> **Text section**:
Alert rules

更新时间:
复制 MD 格式

Create alert rules to monitor your applications and services. When conditions are met, CloudMonitor notifies you through contacts, chatbots, webhooks, or action integrations.

Prerequisites

  • You have enabled the required observability monitoring services, such as Prometheus, Application Monitoring, and Log Service.

  • You have created a notification contact.

Create an alert rule

  1. Log in to the CloudMonitor 2.0 console. In the left-side navigation pane, choose All Features > Alert Center.

  2. On the Alert Center page, choose Alert management > Alert rules.

  3. On the Alert rules page, click Create alert rule.

  4. In the Create alert rule panel, configure the following parameters.

    1. Rule name: A name to identify the alert rule.

    2. Monitoring type: The type of service or resource to monitor.

      • Managed Service for Prometheus/Cloud Synthetic Monitoring

        Parameter

        Description

        Data Source Type

        The source of the monitoring data.

        Region

        The region where the data source resides.

        Prometheus instance

        The instance to which the alert rule applies.

        Detection condition definition method

        Custom PromQL: Create a custom PromQL query. PromQL Function Usage Examples.

> **Task to carry out**:
Continue the alert rules guide above, starting right after its last line about Custom PromQL.

> **Dataset entries**:
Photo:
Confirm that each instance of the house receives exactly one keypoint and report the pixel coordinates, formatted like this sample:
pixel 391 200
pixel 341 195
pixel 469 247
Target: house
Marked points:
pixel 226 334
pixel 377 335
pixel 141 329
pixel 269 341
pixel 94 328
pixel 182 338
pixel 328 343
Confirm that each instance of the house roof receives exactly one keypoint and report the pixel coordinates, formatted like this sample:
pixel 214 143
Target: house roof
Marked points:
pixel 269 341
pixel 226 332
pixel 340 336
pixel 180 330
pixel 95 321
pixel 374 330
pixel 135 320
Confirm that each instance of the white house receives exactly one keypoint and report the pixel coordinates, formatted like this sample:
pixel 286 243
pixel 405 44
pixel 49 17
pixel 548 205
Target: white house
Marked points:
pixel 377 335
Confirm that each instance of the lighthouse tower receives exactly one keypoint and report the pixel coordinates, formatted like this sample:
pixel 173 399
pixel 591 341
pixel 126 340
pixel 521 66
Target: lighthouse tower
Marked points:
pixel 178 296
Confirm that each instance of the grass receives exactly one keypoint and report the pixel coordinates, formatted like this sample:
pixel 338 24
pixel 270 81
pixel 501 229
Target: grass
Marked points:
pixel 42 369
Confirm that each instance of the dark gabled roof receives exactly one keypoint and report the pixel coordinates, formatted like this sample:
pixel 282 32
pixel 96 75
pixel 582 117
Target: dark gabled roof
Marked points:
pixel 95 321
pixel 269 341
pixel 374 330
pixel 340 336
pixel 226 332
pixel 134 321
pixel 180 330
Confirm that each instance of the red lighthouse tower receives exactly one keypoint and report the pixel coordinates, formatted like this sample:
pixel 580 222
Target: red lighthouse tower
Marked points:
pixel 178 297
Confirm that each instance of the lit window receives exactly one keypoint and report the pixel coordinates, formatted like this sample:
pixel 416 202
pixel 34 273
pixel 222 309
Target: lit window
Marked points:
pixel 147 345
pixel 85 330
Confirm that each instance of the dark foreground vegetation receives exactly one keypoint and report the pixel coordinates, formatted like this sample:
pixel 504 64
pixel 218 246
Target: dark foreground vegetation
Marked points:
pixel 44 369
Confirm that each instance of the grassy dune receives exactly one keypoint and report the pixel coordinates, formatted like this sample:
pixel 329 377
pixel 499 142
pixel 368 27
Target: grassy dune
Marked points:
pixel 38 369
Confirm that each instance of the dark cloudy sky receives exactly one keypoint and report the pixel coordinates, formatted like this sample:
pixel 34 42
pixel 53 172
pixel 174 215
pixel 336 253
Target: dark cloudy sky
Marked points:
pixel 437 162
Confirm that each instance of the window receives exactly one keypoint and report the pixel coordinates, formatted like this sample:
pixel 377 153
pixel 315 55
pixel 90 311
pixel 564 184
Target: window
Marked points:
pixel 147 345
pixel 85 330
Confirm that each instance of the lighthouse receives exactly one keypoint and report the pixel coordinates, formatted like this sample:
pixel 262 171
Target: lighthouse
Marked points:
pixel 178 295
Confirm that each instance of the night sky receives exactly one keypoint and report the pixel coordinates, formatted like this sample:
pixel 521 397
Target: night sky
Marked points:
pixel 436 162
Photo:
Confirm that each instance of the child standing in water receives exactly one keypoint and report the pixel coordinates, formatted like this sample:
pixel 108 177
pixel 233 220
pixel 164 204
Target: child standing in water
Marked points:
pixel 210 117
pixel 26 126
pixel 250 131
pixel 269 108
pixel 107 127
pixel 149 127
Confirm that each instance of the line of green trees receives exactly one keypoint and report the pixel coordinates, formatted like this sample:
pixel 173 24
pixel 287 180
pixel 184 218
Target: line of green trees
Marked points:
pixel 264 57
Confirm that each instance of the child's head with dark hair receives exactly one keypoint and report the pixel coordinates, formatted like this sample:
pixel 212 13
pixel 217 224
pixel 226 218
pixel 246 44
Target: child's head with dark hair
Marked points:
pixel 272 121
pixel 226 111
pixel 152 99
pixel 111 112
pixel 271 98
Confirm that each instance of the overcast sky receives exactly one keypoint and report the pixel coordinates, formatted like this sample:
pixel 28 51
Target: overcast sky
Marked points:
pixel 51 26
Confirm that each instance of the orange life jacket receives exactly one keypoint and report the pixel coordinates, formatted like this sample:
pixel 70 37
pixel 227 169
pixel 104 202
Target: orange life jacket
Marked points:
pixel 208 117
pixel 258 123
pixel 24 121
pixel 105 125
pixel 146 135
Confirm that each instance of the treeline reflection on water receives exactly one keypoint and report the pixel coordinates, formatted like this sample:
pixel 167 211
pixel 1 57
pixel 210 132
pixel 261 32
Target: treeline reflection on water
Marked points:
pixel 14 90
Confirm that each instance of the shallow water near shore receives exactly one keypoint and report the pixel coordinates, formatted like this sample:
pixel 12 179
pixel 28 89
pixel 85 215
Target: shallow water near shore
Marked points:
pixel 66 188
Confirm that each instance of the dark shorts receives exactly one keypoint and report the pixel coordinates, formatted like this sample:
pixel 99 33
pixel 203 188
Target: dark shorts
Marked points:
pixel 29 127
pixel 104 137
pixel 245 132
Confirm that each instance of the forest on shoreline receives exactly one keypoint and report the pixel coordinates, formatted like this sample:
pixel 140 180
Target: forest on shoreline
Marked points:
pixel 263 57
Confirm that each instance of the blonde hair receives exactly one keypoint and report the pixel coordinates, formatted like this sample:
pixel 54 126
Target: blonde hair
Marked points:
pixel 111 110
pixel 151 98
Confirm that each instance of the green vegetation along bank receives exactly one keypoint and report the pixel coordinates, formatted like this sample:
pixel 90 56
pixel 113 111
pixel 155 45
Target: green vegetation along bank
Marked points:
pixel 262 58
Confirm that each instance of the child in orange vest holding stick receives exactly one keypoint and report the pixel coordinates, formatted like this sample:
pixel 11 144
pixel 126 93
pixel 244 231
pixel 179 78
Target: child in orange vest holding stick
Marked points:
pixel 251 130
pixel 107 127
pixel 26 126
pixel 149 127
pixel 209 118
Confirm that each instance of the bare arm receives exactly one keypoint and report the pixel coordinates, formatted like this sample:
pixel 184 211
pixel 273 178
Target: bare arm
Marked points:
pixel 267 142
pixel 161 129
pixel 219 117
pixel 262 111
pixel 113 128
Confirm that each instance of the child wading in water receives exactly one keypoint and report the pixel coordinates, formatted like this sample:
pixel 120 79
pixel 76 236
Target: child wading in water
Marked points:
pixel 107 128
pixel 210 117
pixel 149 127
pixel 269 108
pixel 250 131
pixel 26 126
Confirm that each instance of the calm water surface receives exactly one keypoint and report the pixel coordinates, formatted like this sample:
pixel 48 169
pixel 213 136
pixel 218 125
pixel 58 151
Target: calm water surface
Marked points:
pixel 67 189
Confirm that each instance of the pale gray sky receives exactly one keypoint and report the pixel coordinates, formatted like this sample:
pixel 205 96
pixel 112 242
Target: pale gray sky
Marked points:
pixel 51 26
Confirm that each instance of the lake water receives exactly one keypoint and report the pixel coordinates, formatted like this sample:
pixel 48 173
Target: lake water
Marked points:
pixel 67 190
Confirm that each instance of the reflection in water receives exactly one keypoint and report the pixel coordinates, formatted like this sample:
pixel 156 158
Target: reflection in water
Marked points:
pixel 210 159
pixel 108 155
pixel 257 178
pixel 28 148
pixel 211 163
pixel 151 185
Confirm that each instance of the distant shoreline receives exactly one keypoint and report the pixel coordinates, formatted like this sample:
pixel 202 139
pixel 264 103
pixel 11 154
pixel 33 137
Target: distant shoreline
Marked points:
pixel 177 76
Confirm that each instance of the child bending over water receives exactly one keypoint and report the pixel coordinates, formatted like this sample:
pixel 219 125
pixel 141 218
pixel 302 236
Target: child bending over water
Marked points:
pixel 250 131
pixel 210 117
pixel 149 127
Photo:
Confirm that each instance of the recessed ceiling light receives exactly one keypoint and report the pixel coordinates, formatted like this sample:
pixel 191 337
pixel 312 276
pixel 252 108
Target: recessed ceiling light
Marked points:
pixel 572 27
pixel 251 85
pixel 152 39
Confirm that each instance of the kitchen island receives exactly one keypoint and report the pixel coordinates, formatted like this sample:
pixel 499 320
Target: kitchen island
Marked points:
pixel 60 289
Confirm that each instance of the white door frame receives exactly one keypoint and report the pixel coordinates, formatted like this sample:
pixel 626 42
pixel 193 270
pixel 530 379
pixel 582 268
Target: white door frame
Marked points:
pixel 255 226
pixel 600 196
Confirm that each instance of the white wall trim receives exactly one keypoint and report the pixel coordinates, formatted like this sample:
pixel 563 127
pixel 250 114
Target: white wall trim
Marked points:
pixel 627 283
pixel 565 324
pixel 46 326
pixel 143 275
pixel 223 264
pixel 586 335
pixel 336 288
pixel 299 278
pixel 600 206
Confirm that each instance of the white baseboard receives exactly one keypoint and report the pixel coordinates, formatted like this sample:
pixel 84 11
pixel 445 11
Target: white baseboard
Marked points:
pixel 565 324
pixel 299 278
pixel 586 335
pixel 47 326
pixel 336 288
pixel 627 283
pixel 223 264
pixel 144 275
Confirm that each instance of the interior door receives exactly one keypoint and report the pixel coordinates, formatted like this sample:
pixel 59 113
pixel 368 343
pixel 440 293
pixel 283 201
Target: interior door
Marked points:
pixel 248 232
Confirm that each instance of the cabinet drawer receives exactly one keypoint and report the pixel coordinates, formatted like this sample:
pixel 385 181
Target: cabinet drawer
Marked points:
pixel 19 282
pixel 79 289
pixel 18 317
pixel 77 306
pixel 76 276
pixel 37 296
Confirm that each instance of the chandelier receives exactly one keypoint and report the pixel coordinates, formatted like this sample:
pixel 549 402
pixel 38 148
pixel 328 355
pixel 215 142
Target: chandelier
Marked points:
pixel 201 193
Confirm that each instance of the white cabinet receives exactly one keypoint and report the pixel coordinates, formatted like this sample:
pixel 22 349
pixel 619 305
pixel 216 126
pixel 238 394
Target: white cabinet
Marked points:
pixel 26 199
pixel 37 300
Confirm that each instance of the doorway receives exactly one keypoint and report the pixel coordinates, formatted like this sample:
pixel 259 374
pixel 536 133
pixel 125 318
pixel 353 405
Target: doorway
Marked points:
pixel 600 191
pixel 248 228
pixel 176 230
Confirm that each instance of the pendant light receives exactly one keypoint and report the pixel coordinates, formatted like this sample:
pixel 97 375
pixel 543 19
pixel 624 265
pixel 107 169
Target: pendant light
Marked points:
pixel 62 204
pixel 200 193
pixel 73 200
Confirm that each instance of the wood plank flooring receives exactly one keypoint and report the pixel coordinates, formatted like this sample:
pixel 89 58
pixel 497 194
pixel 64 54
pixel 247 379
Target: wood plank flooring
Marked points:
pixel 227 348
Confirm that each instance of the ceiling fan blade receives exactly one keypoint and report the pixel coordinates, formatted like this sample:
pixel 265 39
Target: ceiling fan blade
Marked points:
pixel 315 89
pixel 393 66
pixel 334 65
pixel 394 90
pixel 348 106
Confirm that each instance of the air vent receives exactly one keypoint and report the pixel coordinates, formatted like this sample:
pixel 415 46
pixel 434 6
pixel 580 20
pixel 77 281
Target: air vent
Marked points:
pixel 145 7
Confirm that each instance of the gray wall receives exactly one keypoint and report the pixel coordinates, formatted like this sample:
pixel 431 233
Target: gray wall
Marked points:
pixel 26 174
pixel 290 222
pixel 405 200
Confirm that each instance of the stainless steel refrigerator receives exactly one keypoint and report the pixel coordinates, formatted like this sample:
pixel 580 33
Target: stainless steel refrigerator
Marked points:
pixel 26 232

> **Answer for the task**:
        Configure based on predefined metrics:

        • Metric group: Select a metric group.

        • Metric: Select a metric.

        • Detection condition: Set the detection condition by specifying a comparison operator and a value. p50, p75, p90, and p99 represent percentiles.

        • PromQL preview: Preview the PromQL query for the predefined metric.

        Severity level

        Set the severity level for the alert rule.

        • P1: Critical: Issues affecting core service availability with widespread impact.

        • P2: Error: Partial service failures affecting availability.

        • P3: Warning: Potential issues that could cause service errors or affect your business.

        • P4: Information: Low-priority events. Default level.

        Duration

        How long a condition must persist before an alert triggers. Prevents false alarms from transient fluctuations.

        Alert detection period

        The execution interval of the alert rule. The default value is 60 seconds, which means the check is performed once per minute.

        Content

        You can use Go template syntax to customize the content of alert messages. For example: Namespace: {{$labels.namespace}} / Pod: {{$labels.pod_name}} / Container: {{$labels.container}} CPU usage {{$labels.metrics_params_opt_label_value}} {{$labels.metrics_params_value}}%, Current value {{ printf "%.2f" $value }}%

        Labels

        Custom key-value pairs for categorizing and filtering alert rules. For example: env: production and team: sre.

        Annotations

        Additional information for the alert rule, such as long-form descriptions or runbook links. For example: description: CPU usage is high and runbook_url: https://wiki.xxx.com/runbook\.

      • Application Monitoring

        Parameter

        Description

        Data Source Type

        The type of the data source.

        Region

        The region where the data source resides.

        Application

        The application to monitor.

        Metric group

        The metric group for the application.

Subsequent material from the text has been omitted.